*DOCUMENT PASSAGE*
/---
Several years ago, my wife and I were about to embark on an incredibly scary journey. It was a life transition that we were unsure of and it brought us much fear of the unknown. As we shared our deepest fears with our small group, one of our other leaders asked if they could all stand around us and pray. They took our requests to God and we were SO overwhelmed by God’s peace. I’ll never forget that moment when my “people” took so seriously the fears we had that they immediately ran to Jesus with them on our behalf. And God was faithful to grant us His peace.
As you move forward in life while also feeling “stuck” in difficult times, give your group members opportunities to pour out their fears. As they do so, go to the throne on their behalf. Purpose to continue to check in on their hearts after your formal group time has ended. Be sure to also allow time in your group for praise in how God has overwhelmed your hearts with His peace.
These are difficult days. Watch your group grow together as you share your fears, run to Jesus in trust, and praise Him for the peace of heart He gives.
\---
*DATASET EXCERPTS*
/---
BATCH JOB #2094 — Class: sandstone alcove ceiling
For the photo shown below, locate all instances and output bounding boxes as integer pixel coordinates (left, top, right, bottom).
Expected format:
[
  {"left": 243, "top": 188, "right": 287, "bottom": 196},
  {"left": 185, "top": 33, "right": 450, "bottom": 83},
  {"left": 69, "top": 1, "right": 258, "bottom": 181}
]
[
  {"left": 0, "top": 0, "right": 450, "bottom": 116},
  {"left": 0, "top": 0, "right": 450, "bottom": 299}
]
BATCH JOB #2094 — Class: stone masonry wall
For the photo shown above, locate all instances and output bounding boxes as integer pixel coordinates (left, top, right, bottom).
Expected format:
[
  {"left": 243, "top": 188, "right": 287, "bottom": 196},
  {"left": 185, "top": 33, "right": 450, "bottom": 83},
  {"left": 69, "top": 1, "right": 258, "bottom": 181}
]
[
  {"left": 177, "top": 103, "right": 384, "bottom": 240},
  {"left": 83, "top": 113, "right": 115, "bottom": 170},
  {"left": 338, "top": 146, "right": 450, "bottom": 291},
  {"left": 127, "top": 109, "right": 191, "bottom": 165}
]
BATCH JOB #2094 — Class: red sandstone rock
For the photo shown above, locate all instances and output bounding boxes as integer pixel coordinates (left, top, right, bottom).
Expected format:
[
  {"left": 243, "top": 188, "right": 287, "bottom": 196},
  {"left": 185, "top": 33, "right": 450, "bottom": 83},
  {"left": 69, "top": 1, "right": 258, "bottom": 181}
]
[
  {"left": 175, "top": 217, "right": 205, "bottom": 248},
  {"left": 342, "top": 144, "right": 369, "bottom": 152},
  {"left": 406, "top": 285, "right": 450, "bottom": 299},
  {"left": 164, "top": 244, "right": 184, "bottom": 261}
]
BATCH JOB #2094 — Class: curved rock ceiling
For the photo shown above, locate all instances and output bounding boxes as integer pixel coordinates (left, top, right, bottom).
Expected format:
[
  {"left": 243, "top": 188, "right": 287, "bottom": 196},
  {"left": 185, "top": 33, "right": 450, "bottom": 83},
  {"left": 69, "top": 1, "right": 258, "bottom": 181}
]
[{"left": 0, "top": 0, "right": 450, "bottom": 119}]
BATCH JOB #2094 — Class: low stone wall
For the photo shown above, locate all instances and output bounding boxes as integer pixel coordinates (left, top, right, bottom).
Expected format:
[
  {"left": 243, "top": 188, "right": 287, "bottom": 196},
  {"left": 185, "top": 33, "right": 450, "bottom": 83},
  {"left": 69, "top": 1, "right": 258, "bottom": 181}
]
\---
Carry on the piece about praying for a small group's fears, starting after its last sentence. The records have no connection to the text.

Tyler Quillet is the discipleship strategist for the Custom Church Resources team at Lifeway Christian Resources. He lives in the Nashville, Tenn. area with his incredible wife, Cathie, and two boys, Cylas and Bowen. Tyler also speaks, writes, and coaches alongside Cathie as they pour into and care for those battling infertility through Cathie’s, The Quillet Institute. Tyler previously spent 15 years as a pastor and is passionate about serving churches and pouring into church leaders in a variety of ways.
My group is one of senior-age ladies. As their teacher, I’ve been trying to keep a “together-ness” among them. We were the class that the church ran to when a need came up. Everone doesn’t have a computer or cell-phone. So, far I have sent out 3 newsletters along with a list of birthdays and physical addresss, cell or home phone, and email. This is good.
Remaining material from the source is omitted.